== TEXTE FOURNI ==

Accueil > FSE : intervention d’AC ! au séminaire « Précarité et migration »

FSE : intervention d’AC ! au séminaire « Précarité et migration »

Publie le lundi 18 octobre 2004 par Open-Publishing

« Précarité et migration »,
contribution d’ AC !, Agir ensemble contre le chômage

La migration, la fuite sont une tactique pour échapper à la misère, à des conditions de vie difficiles, pour contourner des échecs sociopolitiques. La problématique de la migration est intrinsèquement liée à celle du travail les migrants faisant partie intégrante d’un précariat mondial, si on caractérise ce dernier par ses formes diverses de mobilité ( géographique et professionnelle).

En France, l’entrée des migrants ne sera légale, le plus souvent, que soumise à la signature de contrats de travail, gérés par l’OMI. Ils seront autrement invisibles, sans papiers, soumis aux conditions de travail et de rémunération les plus précaires, sans droits. La fermeture des frontières et le contrôle migratoire s’accompagnent du développement du contrôle social sur l’ensemble des populations.

===

§ **CONSIGNES ET EXIGENCES**
D'après le texte sur la précarité et la migration, quel organisme gère en France les contrats de travail dont dépend le plus souvent l'entrée légale des migrants ?

== DONNÉES SOURCES ==

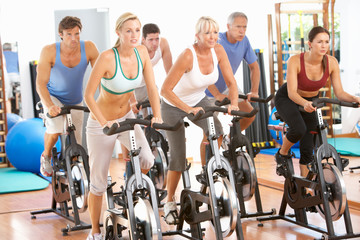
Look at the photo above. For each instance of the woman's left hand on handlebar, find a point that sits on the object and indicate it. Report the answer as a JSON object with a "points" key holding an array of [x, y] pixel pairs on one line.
{"points": [[110, 123], [156, 120], [232, 108], [252, 95]]}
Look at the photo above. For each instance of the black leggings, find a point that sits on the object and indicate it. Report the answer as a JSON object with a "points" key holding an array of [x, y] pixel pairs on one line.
{"points": [[300, 123]]}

===

§ **RÉSULTAT OBTENU**
L'OMI.